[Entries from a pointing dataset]
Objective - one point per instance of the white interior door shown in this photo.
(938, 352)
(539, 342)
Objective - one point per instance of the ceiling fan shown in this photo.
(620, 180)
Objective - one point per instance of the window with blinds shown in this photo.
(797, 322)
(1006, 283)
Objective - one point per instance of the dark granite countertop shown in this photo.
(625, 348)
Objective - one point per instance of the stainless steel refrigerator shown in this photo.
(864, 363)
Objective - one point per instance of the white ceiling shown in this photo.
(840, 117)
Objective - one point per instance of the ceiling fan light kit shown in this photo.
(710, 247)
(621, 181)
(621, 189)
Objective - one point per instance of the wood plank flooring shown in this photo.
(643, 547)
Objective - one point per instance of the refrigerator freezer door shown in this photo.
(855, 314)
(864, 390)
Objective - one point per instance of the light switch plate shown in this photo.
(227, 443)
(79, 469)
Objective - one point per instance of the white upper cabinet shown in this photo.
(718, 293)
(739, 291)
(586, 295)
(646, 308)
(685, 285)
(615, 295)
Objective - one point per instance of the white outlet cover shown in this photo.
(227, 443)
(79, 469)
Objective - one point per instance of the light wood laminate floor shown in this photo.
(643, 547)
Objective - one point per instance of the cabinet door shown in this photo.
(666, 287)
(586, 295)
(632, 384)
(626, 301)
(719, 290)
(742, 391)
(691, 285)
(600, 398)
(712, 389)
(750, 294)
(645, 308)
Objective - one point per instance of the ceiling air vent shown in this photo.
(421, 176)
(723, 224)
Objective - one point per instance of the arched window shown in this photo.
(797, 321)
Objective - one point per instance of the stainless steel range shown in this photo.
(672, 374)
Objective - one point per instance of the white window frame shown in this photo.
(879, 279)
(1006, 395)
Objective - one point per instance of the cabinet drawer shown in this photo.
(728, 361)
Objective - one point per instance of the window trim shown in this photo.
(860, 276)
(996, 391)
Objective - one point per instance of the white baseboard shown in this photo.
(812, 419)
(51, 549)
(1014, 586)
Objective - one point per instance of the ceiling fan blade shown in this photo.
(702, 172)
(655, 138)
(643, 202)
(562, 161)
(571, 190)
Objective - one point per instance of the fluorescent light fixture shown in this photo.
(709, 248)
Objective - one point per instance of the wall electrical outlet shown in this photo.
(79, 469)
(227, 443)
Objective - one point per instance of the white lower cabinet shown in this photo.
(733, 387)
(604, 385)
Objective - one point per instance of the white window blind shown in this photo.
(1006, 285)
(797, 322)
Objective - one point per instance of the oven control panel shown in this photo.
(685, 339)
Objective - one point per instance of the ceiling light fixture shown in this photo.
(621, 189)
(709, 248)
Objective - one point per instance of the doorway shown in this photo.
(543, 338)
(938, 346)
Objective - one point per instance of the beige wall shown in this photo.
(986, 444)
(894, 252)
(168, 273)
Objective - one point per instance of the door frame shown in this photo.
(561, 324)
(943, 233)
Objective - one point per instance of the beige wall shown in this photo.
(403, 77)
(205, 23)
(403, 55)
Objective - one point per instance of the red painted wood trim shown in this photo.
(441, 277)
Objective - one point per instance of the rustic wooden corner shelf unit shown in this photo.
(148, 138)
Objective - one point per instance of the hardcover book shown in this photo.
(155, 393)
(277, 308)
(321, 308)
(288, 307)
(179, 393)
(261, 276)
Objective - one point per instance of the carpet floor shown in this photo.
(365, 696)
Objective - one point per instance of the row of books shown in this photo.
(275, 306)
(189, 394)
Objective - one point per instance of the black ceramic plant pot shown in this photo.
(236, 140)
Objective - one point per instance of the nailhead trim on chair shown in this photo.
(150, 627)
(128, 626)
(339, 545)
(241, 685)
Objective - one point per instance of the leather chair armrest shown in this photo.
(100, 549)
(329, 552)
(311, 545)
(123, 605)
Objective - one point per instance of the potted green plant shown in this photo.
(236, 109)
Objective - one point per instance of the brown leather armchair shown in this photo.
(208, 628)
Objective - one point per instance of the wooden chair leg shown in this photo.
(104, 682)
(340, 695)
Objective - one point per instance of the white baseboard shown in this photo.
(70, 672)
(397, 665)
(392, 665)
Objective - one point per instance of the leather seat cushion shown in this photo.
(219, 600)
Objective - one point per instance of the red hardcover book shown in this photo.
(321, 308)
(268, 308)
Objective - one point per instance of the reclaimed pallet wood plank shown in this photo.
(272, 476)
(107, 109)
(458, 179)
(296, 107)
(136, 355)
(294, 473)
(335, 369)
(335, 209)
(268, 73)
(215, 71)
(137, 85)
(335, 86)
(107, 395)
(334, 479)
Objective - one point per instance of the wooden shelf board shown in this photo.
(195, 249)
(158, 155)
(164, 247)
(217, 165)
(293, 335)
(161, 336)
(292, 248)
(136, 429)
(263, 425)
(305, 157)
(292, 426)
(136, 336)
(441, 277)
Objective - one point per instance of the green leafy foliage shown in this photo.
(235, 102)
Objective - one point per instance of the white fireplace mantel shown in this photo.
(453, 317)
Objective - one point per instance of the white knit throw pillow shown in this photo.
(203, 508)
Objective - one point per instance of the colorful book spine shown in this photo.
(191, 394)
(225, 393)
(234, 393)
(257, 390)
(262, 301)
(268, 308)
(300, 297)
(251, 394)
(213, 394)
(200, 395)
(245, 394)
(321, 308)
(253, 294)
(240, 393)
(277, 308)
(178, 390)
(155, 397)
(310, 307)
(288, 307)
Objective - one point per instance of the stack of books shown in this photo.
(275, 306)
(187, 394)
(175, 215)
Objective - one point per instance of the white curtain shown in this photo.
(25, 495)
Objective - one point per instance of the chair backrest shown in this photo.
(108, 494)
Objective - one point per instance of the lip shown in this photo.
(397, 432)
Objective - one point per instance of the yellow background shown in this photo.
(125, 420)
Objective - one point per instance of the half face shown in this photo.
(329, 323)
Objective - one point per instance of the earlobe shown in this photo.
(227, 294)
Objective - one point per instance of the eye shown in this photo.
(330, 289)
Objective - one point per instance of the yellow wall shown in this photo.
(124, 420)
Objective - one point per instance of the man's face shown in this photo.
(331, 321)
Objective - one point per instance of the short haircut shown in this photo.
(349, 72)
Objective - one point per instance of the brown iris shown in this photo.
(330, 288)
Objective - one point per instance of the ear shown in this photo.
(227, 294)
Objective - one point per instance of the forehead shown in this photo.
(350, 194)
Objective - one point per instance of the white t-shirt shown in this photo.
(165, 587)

Exercise:
Retype all the records, matching them exactly.

Expected output:
Objective - one point per instance of the white interior door shown in this photo.
(938, 352)
(539, 342)
Objective - one point per instance of the ceiling fan shown in this photo.
(620, 180)
Objective - one point per instance of the window with blinds shown in this photo.
(797, 322)
(1006, 283)
Objective - one point per instance of the dark granite countertop shown in this photo.
(625, 348)
Objective - one point per instance of the stainless steel refrigerator shown in this photo.
(864, 363)
Objective - one point per instance of the white ceiling shown in this photo.
(840, 117)
Objective - one point per instance of the ceiling fan light kit shown in this photo.
(710, 247)
(621, 181)
(621, 189)
Objective - one point per instance of the wood plank flooring shown in this photo.
(643, 547)
Objective - one point per instance of the refrigerator freezer door shown in this photo.
(855, 314)
(864, 390)
Objective - one point per instance of the light switch plate shown in this photo.
(227, 443)
(79, 469)
Objective - one point per instance of the white upper cabinet shown in this photo.
(718, 293)
(739, 291)
(586, 295)
(646, 308)
(685, 285)
(615, 295)
Objective - one point per instance of the white outlet cover shown in this photo.
(227, 443)
(79, 469)
Objective - one point per instance of the light wood laminate floor shown in this photo.
(643, 547)
Objective - one point per instance of the cabinet door shown in this photo.
(666, 287)
(586, 295)
(632, 384)
(626, 301)
(719, 290)
(742, 391)
(691, 285)
(600, 398)
(712, 389)
(750, 294)
(645, 308)
Objective - one point per instance of the ceiling air vent shown in this photo.
(421, 176)
(723, 224)
Objective - one point per instance of the arched window shown in this photo.
(797, 321)
Objective - one point per instance of the stainless steel range shown in this photo.
(672, 374)
Objective - one point per instance of the white window frame shown in this photo.
(879, 279)
(1006, 395)
Objective - one point per instance of the cabinet drawer shown in this photo.
(728, 361)
Objective - one point per instance of the window trim shown in this photo.
(860, 276)
(996, 391)
Objective - one point per instance of the white baseboard shown in this photo.
(812, 419)
(51, 549)
(1014, 586)
Objective - one point per instance of the ceiling fan blade shown in this photo.
(702, 172)
(655, 138)
(643, 202)
(562, 161)
(571, 190)
Objective - one point per instance of the fluorescent light fixture shown in this photo.
(709, 248)
Objective - one point per instance of the wall electrical outlet shown in this photo.
(79, 469)
(227, 443)
Objective - one point per instance of the white lower cabinet shown in this photo.
(733, 387)
(604, 385)
Objective - one point per instance of the white window blind shown in this photo.
(1006, 285)
(797, 322)
Objective - one point per instance of the oven control panel shown in this photo.
(685, 339)
Objective - one point per instance of the ceiling light fixture shown in this photo.
(621, 189)
(709, 248)
Objective - one point per instance of the doorway shown in this photo.
(543, 338)
(938, 346)
Objective - one point per instance of the beige wall shown in this photo.
(986, 444)
(894, 252)
(168, 273)
Objective - one point per instance of the door frame shown in this photo.
(561, 324)
(943, 233)
Objective - one point per instance of the beige wall shown in this photo.
(403, 77)
(205, 23)
(403, 55)
Objective - one point per instance of the red painted wood trim shown in this photo.
(441, 277)
Objective - one point per instance of the rustic wooden corner shelf unit shown in this photo.
(148, 138)
Objective - one point per instance of the hardcover book shown in this photo.
(155, 393)
(277, 308)
(321, 308)
(288, 307)
(179, 393)
(261, 276)
Objective - one point per instance of the carpet floor shown in this photo.
(365, 696)
Objective - one point per instance of the row of books shown in this photo.
(275, 306)
(189, 394)
Objective - one point per instance of the black ceramic plant pot shown in this photo.
(236, 140)
Objective - one point per instance of the nailhead trim on chair shown in this photo.
(150, 627)
(128, 626)
(339, 545)
(241, 685)
Objective - one point per instance of the leather chair armrest shown in this photo.
(100, 549)
(329, 552)
(311, 545)
(123, 605)
Objective - one point per instance of the potted green plant shown in this photo.
(236, 109)
Objective - one point per instance of the brown leather armchair shown in this photo.
(208, 628)
Objective - one point per instance of the wooden chair leg shown in this photo.
(104, 682)
(340, 695)
Objective - one point per instance of the white baseboard shown in this photo.
(70, 672)
(397, 665)
(392, 665)
Objective - one point per instance of the leather seat cushion shown in this photo.
(219, 600)
Objective - one point per instance of the red hardcover book shown in this photo.
(321, 308)
(268, 308)
Objective - one point per instance of the reclaimed pallet wood plank shown in this photo.
(272, 476)
(107, 109)
(458, 179)
(296, 107)
(136, 355)
(294, 473)
(335, 369)
(335, 209)
(268, 73)
(215, 71)
(137, 85)
(335, 86)
(107, 395)
(334, 479)
Objective - one point per instance of the wooden shelf board shown in this photo.
(195, 249)
(158, 155)
(164, 247)
(217, 165)
(293, 335)
(161, 336)
(292, 248)
(136, 429)
(263, 425)
(305, 157)
(292, 426)
(136, 336)
(441, 277)
Objective - one point per instance of the green leafy foliage shown in this photo.
(235, 102)
Objective - one point per instance of the white fireplace mantel shown in this photo.
(453, 317)
Objective - one point per instance of the white knit throw pillow shown in this photo.
(203, 508)
Objective - one point per instance of the colorful book spine shown in this photo.
(191, 394)
(225, 393)
(234, 393)
(257, 390)
(262, 301)
(268, 308)
(300, 297)
(251, 394)
(213, 394)
(200, 395)
(245, 394)
(321, 308)
(253, 294)
(240, 393)
(277, 308)
(178, 390)
(155, 397)
(310, 307)
(288, 307)
Objective - one point per instance of the stack of books shown in this photo.
(275, 306)
(187, 394)
(175, 215)
Objective - one point per instance of the white curtain shown in this photo.
(25, 495)
Objective - one point per instance of the chair backrest shown in this photo.
(108, 494)
Objective - one point per instance of the lip shown in this photo.
(397, 432)
Objective - one point per instance of the yellow background shown in this photo.
(125, 420)
Objective - one point per instance of the half face shown in this photo.
(329, 323)
Objective - one point per instance of the earlobe shown in this photo.
(227, 294)
Objective - one point per instance of the eye shown in this photo.
(330, 289)
Objective - one point per instance of the yellow wall shown in this photo.
(124, 420)
Objective - one point per instance of the man's face shown in this photo.
(331, 321)
Objective - one point per instance of the short haircut shown in this photo.
(349, 72)
Objective - one point per instance of the brown iris shown in this photo.
(330, 288)
Objective - one point per instance of the ear shown in this photo.
(227, 294)
Objective - one point per instance of the forehead shown in this photo.
(350, 194)
Objective - one point per instance of the white t-shirt shown in this photo.
(165, 587)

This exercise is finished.